Problem details ::
From the material below, pick out each line that contains the word "smoke" and copy those lines in full.

** Start of Record extracts **

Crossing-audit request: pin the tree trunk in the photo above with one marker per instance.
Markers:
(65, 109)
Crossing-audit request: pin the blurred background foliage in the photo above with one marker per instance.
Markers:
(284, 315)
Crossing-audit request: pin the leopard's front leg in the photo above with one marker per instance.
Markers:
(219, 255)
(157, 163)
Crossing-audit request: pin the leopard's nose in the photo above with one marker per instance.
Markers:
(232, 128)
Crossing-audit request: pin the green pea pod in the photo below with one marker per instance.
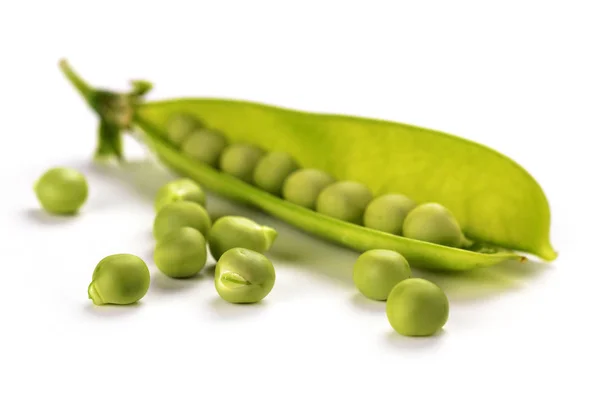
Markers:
(498, 204)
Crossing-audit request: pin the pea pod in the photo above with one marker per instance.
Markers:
(497, 203)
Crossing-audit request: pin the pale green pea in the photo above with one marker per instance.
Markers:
(272, 170)
(303, 186)
(180, 126)
(61, 190)
(344, 200)
(181, 253)
(387, 213)
(205, 145)
(417, 307)
(240, 159)
(119, 279)
(177, 190)
(181, 214)
(229, 232)
(377, 271)
(432, 222)
(244, 276)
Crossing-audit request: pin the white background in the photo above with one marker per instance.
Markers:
(519, 76)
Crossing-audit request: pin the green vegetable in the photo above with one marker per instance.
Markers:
(377, 271)
(272, 170)
(181, 214)
(244, 276)
(494, 199)
(387, 213)
(240, 159)
(180, 189)
(180, 126)
(417, 307)
(432, 222)
(119, 279)
(229, 232)
(61, 190)
(304, 186)
(205, 145)
(181, 253)
(345, 201)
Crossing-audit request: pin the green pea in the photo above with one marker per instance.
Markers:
(244, 276)
(417, 307)
(344, 200)
(303, 186)
(119, 279)
(240, 159)
(177, 190)
(377, 271)
(272, 170)
(180, 126)
(181, 253)
(205, 145)
(229, 232)
(61, 190)
(181, 214)
(387, 213)
(432, 222)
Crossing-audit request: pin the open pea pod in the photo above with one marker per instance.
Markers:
(498, 204)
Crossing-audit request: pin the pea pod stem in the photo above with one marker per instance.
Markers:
(419, 254)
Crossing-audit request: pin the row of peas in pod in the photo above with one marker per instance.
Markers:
(279, 174)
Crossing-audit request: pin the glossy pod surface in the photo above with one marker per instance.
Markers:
(494, 199)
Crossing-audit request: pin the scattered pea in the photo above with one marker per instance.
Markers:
(181, 253)
(432, 222)
(387, 213)
(180, 189)
(377, 271)
(181, 214)
(205, 145)
(229, 232)
(417, 307)
(119, 279)
(180, 126)
(272, 170)
(244, 276)
(240, 159)
(344, 200)
(303, 186)
(61, 190)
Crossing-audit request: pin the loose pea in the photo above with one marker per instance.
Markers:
(61, 190)
(344, 200)
(205, 145)
(229, 232)
(432, 222)
(181, 253)
(387, 213)
(119, 279)
(180, 126)
(240, 159)
(272, 170)
(377, 271)
(244, 276)
(303, 186)
(417, 307)
(181, 214)
(180, 189)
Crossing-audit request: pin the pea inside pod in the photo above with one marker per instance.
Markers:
(500, 204)
(345, 200)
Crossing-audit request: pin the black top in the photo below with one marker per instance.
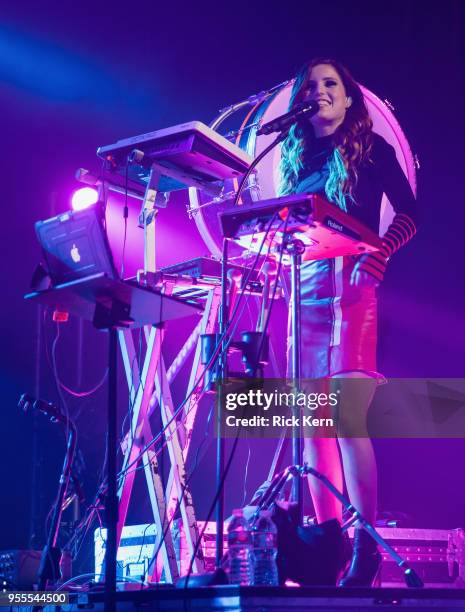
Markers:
(382, 174)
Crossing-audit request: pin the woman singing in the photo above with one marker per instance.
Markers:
(338, 155)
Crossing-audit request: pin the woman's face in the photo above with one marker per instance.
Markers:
(325, 85)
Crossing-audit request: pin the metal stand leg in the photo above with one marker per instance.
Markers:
(153, 390)
(111, 499)
(295, 248)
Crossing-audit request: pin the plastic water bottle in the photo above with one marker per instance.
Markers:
(240, 550)
(265, 550)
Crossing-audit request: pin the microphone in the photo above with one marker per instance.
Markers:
(307, 109)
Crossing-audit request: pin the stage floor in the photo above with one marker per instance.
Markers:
(261, 599)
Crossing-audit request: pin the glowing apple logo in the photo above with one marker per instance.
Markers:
(75, 255)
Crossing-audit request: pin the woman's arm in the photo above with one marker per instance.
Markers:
(404, 225)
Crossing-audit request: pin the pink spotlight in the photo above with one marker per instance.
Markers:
(83, 198)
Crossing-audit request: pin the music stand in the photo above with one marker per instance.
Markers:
(111, 304)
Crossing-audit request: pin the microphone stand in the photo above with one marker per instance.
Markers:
(49, 568)
(222, 362)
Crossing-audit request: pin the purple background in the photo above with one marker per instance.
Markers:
(76, 76)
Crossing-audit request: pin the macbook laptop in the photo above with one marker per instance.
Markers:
(75, 245)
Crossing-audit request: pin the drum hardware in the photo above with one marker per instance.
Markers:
(298, 472)
(254, 347)
(224, 197)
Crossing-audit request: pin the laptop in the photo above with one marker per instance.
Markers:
(75, 245)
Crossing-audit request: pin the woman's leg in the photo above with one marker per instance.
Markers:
(360, 473)
(358, 458)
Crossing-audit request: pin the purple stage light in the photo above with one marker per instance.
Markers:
(83, 198)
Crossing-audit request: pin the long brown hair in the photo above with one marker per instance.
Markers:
(353, 139)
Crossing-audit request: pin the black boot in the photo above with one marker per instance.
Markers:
(365, 567)
(346, 554)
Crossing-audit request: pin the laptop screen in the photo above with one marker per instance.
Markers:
(75, 245)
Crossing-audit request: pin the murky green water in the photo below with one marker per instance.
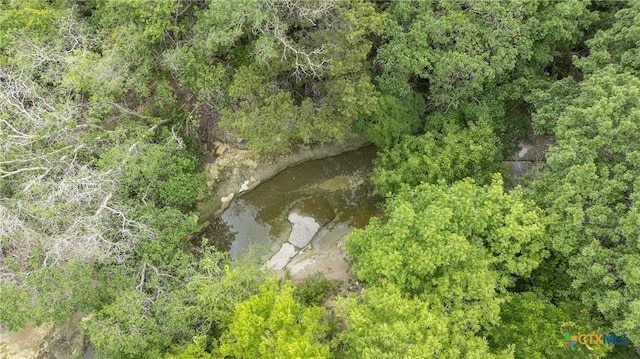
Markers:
(335, 191)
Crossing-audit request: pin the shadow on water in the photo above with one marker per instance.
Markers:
(335, 191)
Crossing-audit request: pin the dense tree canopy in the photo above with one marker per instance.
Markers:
(108, 106)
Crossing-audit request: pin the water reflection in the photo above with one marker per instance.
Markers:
(335, 191)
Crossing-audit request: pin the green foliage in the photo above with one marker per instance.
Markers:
(315, 290)
(169, 306)
(535, 326)
(272, 325)
(302, 86)
(454, 51)
(451, 155)
(392, 119)
(435, 232)
(164, 174)
(618, 44)
(385, 324)
(590, 192)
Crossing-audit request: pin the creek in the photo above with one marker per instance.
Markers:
(313, 204)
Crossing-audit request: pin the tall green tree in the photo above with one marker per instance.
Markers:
(298, 69)
(272, 324)
(458, 247)
(454, 51)
(590, 191)
(384, 323)
(455, 153)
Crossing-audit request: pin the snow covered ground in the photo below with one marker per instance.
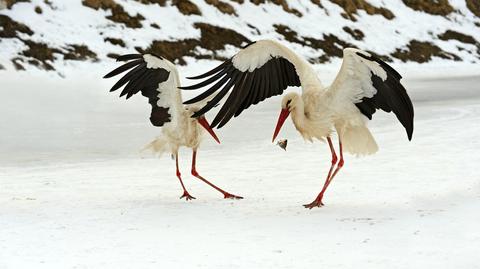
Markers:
(75, 193)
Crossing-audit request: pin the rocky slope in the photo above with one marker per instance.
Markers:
(55, 34)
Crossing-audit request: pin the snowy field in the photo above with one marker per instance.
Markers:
(76, 193)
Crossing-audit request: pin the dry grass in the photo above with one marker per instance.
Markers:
(10, 3)
(115, 41)
(355, 33)
(222, 6)
(282, 3)
(474, 7)
(10, 28)
(464, 38)
(434, 7)
(118, 13)
(161, 3)
(213, 38)
(422, 52)
(330, 44)
(351, 7)
(79, 53)
(186, 7)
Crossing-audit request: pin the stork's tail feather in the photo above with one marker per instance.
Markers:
(358, 140)
(158, 146)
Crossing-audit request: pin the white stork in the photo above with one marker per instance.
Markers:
(157, 79)
(266, 68)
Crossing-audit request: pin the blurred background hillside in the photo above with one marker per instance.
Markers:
(62, 36)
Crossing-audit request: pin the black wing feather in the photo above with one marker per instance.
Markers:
(248, 88)
(390, 96)
(145, 80)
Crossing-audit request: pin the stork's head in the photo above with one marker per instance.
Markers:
(202, 121)
(289, 102)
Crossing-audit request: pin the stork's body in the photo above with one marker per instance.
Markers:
(266, 68)
(157, 79)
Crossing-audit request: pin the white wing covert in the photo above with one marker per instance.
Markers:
(372, 84)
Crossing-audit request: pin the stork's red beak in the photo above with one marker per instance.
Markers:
(281, 119)
(207, 127)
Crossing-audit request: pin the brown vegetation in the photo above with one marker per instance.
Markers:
(118, 13)
(222, 6)
(79, 52)
(186, 7)
(282, 3)
(40, 54)
(10, 3)
(330, 44)
(355, 33)
(474, 7)
(213, 38)
(11, 27)
(159, 2)
(450, 34)
(115, 41)
(422, 52)
(350, 8)
(434, 7)
(317, 2)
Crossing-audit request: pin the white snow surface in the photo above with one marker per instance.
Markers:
(65, 22)
(75, 193)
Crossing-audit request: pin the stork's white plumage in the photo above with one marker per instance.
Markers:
(266, 68)
(157, 79)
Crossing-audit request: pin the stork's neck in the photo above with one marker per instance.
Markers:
(298, 115)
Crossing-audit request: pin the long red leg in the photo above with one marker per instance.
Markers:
(185, 195)
(195, 174)
(318, 201)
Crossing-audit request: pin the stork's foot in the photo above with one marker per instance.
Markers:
(316, 203)
(231, 196)
(187, 196)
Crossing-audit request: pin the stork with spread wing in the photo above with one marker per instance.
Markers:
(266, 68)
(157, 79)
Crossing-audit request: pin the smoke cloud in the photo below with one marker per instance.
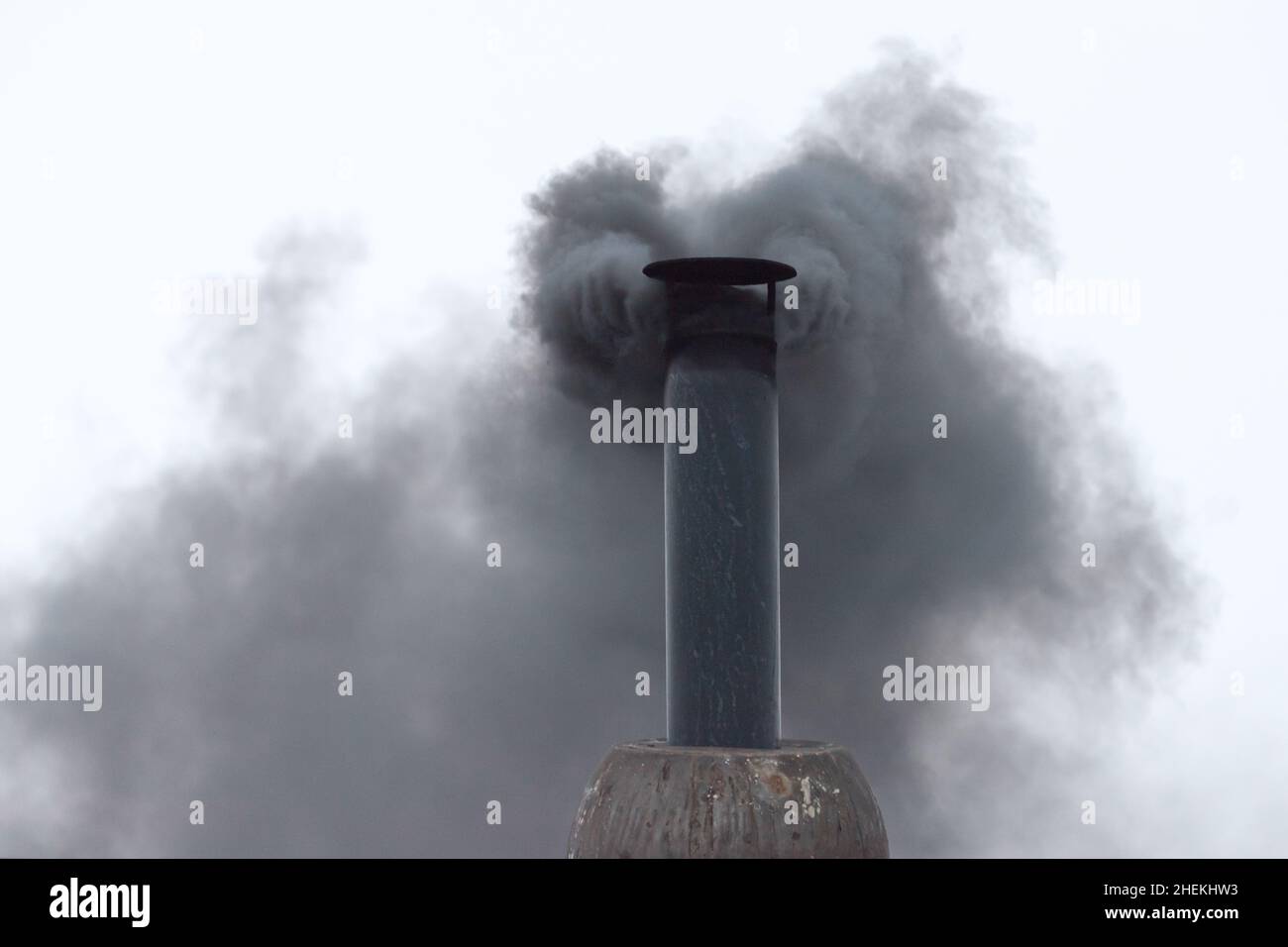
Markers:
(476, 684)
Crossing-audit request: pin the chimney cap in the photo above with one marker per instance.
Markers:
(720, 270)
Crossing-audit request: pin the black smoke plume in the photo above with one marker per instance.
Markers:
(476, 684)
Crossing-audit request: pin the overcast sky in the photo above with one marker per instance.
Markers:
(151, 142)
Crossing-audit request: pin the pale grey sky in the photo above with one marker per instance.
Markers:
(146, 142)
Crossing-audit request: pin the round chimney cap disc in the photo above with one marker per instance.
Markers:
(720, 270)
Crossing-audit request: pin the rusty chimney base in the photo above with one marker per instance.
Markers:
(800, 800)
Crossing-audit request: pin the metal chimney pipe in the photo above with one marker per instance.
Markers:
(721, 504)
(722, 785)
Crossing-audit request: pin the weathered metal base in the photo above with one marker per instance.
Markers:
(652, 800)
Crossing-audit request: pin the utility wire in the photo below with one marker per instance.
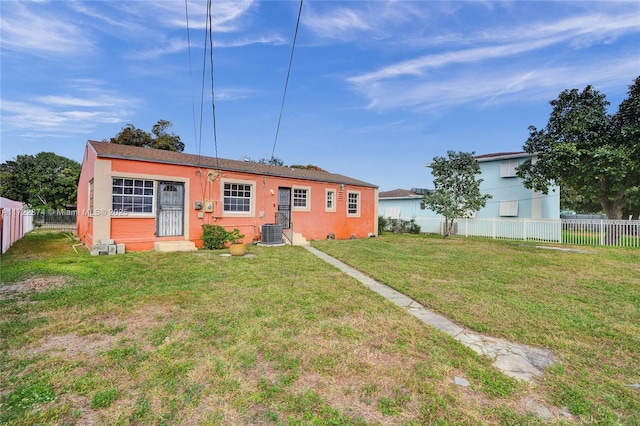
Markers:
(213, 103)
(286, 84)
(193, 106)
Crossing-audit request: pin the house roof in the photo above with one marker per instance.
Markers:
(399, 193)
(127, 152)
(496, 156)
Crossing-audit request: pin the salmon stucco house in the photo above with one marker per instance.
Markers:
(152, 199)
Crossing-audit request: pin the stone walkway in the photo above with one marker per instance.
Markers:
(515, 360)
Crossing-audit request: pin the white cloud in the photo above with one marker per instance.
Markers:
(27, 30)
(65, 113)
(497, 86)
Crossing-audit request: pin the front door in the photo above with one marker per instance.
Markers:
(170, 221)
(284, 207)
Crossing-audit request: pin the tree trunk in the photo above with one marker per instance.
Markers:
(613, 209)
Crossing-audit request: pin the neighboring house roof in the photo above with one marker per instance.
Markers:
(496, 156)
(400, 193)
(127, 152)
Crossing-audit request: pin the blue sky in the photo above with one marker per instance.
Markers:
(377, 88)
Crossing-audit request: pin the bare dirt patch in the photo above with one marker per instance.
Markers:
(38, 285)
(72, 345)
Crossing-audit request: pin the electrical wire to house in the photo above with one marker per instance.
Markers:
(286, 83)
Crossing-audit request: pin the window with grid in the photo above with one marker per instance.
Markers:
(300, 197)
(508, 168)
(91, 196)
(509, 208)
(132, 195)
(237, 197)
(353, 204)
(331, 201)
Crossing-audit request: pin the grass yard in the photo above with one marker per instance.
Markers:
(283, 338)
(584, 306)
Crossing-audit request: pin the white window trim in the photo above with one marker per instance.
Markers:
(308, 199)
(328, 191)
(252, 202)
(508, 168)
(117, 213)
(509, 208)
(91, 197)
(359, 207)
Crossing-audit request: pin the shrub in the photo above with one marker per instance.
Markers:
(216, 237)
(383, 224)
(401, 226)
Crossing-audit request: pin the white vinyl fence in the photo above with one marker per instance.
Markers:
(15, 221)
(620, 233)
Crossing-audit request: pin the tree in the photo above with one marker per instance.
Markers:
(44, 181)
(307, 167)
(273, 161)
(130, 135)
(457, 191)
(587, 150)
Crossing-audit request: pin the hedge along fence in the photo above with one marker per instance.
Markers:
(55, 219)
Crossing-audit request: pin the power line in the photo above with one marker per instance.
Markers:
(286, 84)
(213, 103)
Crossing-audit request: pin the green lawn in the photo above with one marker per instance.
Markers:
(283, 338)
(583, 305)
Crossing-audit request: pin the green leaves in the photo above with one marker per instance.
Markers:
(45, 180)
(588, 151)
(138, 137)
(457, 191)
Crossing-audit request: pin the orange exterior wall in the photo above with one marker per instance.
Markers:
(137, 232)
(84, 219)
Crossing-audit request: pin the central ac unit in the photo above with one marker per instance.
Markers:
(271, 234)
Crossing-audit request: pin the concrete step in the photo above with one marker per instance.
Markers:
(167, 246)
(299, 240)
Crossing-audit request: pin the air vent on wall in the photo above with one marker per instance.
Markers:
(271, 234)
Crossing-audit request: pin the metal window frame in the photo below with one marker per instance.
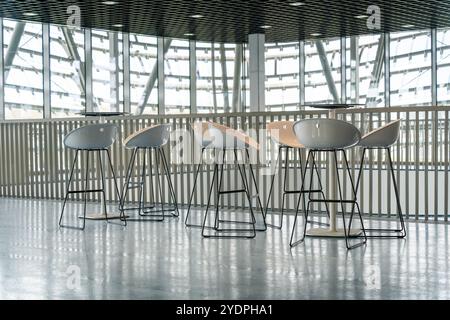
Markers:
(2, 83)
(161, 77)
(193, 77)
(47, 113)
(126, 73)
(88, 67)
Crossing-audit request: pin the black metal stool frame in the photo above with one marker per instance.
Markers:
(342, 201)
(401, 233)
(146, 212)
(86, 191)
(219, 192)
(287, 192)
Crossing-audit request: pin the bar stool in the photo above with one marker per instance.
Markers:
(225, 139)
(329, 135)
(202, 138)
(382, 139)
(282, 133)
(90, 138)
(149, 139)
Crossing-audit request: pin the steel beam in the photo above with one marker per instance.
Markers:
(236, 104)
(302, 73)
(213, 75)
(153, 77)
(2, 83)
(46, 69)
(327, 70)
(114, 71)
(193, 76)
(377, 71)
(223, 63)
(257, 72)
(71, 49)
(13, 47)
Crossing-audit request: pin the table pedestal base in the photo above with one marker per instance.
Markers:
(101, 216)
(338, 233)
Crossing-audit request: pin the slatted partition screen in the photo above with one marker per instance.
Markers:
(35, 164)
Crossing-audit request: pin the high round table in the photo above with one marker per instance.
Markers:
(332, 231)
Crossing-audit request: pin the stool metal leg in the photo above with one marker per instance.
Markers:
(127, 182)
(169, 181)
(271, 191)
(342, 202)
(218, 178)
(68, 188)
(258, 198)
(400, 233)
(292, 242)
(116, 186)
(99, 155)
(86, 180)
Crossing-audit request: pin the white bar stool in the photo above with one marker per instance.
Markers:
(225, 139)
(91, 138)
(382, 139)
(202, 138)
(329, 135)
(282, 133)
(149, 139)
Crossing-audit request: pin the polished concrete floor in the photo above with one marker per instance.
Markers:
(168, 261)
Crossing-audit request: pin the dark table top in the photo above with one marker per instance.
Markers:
(334, 106)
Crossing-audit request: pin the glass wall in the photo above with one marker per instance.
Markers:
(443, 66)
(410, 66)
(282, 67)
(365, 70)
(67, 65)
(177, 77)
(23, 70)
(143, 75)
(220, 74)
(322, 71)
(107, 71)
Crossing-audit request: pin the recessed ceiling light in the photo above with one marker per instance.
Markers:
(296, 4)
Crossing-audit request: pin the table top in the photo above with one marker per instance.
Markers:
(102, 114)
(335, 106)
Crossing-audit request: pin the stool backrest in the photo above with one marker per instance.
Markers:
(326, 134)
(150, 137)
(91, 137)
(282, 132)
(382, 137)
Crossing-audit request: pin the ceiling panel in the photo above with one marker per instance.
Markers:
(233, 20)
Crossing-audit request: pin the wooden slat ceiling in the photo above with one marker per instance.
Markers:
(233, 20)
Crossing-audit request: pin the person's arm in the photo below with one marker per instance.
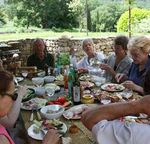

** End of Record extracts **

Exercise answer ::
Crossing-audit request: pin the smoke cloud in the photo below with one marker per instance.
Crossing-audit request: pin the black smoke plume in the photo above with one marker per instance.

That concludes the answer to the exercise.